▶ _Task prompt_
Your answer must be an exact copy of the records below.

[[ Given records open ]]

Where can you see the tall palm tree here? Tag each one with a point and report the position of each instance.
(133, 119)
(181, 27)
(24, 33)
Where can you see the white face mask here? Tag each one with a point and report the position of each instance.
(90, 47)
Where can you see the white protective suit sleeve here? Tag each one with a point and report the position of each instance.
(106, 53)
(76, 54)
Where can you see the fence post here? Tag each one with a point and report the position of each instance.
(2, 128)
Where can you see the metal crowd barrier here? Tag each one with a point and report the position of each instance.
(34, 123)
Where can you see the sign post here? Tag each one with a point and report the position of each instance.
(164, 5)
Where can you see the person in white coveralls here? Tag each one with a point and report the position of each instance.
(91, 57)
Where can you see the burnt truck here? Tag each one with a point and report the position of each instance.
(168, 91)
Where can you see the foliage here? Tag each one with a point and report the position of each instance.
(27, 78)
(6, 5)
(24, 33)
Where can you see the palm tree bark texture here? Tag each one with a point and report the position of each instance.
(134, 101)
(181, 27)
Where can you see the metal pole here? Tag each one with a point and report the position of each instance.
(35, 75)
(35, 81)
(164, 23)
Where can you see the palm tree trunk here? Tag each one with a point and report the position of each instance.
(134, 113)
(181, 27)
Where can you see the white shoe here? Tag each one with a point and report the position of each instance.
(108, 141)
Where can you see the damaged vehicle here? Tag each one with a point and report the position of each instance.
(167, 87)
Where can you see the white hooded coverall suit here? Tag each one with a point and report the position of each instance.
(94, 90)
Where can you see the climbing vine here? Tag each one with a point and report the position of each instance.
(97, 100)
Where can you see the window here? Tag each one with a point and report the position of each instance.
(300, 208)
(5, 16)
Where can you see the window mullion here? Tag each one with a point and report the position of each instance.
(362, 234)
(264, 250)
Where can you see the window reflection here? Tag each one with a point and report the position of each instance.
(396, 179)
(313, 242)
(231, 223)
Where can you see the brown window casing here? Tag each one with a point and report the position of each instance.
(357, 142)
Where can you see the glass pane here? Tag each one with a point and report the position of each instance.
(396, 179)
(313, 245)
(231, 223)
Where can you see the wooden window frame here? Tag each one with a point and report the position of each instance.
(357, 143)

[[ Given records closed ]]

▶ _Task result_
Where can you see the tall palm tree here? Tag each one with a point and report the position of each instance.
(133, 119)
(181, 27)
(24, 33)
Where can you see the white face mask here? Tag each one with a point and report the position of each instance.
(90, 47)
Where can you see the white protective suit sleeve here? Tag each one with a point and report the position of each instance.
(106, 53)
(76, 54)
Where can you see the fence post here? Tag each one with a point and report the position of each instance.
(2, 128)
Where can you see the metal crowd barrier here? Tag each one with a point and report the position of each instance.
(34, 123)
Where can you see the sign post here? Tag each one with a point and report the position of each instance.
(164, 5)
Where can you see the person in white coveralls here? Tag each one with a point and report the position of each instance.
(91, 57)
Where can you see the burnt truck here? Tag each one with a point and report the position of each instance.
(168, 91)
Where can you see the foliage here? Tag each one with a point and report the position of each instance.
(27, 78)
(6, 5)
(24, 33)
Where can you see the palm tree bark texture here? Tag each one with a point and report the position of each instance.
(134, 101)
(181, 27)
Where can you see the metal pole here? Tag each one with a point and report the position of each instance.
(35, 75)
(35, 81)
(164, 23)
Where can you see the palm tree trunk here? Tag each one with a point and report the position of each instance.
(134, 113)
(181, 27)
Where can you see the white shoe here? Tag each one with a point and report the position of each instance.
(108, 141)
Where can you see the damaged vehicle here? Tag each one with a point and report the position of each instance.
(167, 87)
Where can you see the white hooded coverall suit here? Tag each one with a point and report the position of each instance.
(94, 90)
Where can you see the climbing vine here? Tag each one with a point and report the position of each instance.
(97, 100)
Where can you see the window here? Tag each one with a point and report the position of each instance.
(300, 208)
(5, 16)
Where can you see the window mullion here? Tag each one with a point and report the position of each instance.
(362, 234)
(264, 250)
Where can you see the window reflection here? Tag each one with a point and report the position of each instance.
(396, 179)
(313, 242)
(231, 223)
Where can you see the brown window casing here? Tag each one with a point and report the position of each instance.
(357, 142)
Where can you see the glass pane here? Tag each one with a point and report the position of each instance.
(396, 179)
(313, 245)
(231, 223)
Where can you see the wooden window frame here? Tag each one with a point and report the position of each instance.
(357, 143)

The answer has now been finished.